Recorded data
- - - -

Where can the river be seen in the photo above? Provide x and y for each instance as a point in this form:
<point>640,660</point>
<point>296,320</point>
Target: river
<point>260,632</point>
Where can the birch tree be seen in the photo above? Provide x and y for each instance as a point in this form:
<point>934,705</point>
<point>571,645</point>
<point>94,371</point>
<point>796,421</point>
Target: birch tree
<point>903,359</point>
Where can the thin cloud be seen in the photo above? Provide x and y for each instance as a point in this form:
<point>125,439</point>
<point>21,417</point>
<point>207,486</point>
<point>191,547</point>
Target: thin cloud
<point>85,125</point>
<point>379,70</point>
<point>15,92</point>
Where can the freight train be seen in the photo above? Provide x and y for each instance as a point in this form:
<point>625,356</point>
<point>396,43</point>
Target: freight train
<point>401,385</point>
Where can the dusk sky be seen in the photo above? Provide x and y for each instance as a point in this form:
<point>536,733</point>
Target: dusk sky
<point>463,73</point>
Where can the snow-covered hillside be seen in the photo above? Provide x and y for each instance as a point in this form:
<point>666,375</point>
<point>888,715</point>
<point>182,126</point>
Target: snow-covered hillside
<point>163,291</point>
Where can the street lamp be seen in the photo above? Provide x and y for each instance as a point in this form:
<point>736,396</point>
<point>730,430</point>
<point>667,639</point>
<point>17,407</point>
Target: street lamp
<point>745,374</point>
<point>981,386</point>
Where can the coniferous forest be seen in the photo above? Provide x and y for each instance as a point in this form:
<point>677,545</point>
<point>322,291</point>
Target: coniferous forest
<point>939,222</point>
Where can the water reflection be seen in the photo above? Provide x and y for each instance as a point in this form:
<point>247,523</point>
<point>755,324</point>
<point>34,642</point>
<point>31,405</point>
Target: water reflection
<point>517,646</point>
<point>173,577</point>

- - - -

*WHAT YOU NEED TO DO*. Go through the material and rename every "Target" to "Object", keeping everything else the same.

*ANSWER TO THE EXERCISE*.
Where can the river be seen in the photo above? Provide x and y for each instance as a point in this form:
<point>640,660</point>
<point>296,320</point>
Object: river
<point>260,632</point>
Where can the birch tree be seen in the photo above? Provide x and y for each instance as a point in this form:
<point>934,705</point>
<point>571,645</point>
<point>94,371</point>
<point>796,421</point>
Object: birch tree
<point>903,359</point>
Where can the thin cloud be seen in the photo above? Provide x and y for each instance as a point in this form:
<point>125,439</point>
<point>21,417</point>
<point>207,486</point>
<point>191,547</point>
Object: thin cloud
<point>85,125</point>
<point>379,70</point>
<point>15,92</point>
Where can the freight train be seen in the photo above? Provide x and y for each instance as a point in this form:
<point>625,356</point>
<point>396,43</point>
Object: freight train
<point>401,385</point>
Where can the dusk sky be seen in the photo above? Provide x and y for each instance as a point in this form:
<point>536,733</point>
Object: dusk sky
<point>463,73</point>
Where can the snow-covered hillside be seen in the photo above? Provide x and y for each instance as a point in this form:
<point>666,375</point>
<point>888,715</point>
<point>182,126</point>
Object: snow-covered hillside
<point>163,291</point>
Where can the street lamp be seen in the photo above? Provide x and y for each instance as a point in this form:
<point>736,396</point>
<point>730,430</point>
<point>667,639</point>
<point>17,407</point>
Object: street lamp
<point>745,374</point>
<point>981,386</point>
Where can the coniferous forest be seen in the photo above? Provide x and y for each instance as a point in this form:
<point>677,545</point>
<point>322,291</point>
Object: coniferous forest
<point>939,222</point>
Where can the water reflection be seen in the photo above? Provide x and y for each instance as a point in this form:
<point>247,523</point>
<point>755,324</point>
<point>34,642</point>
<point>31,405</point>
Object: water reflection
<point>517,646</point>
<point>173,577</point>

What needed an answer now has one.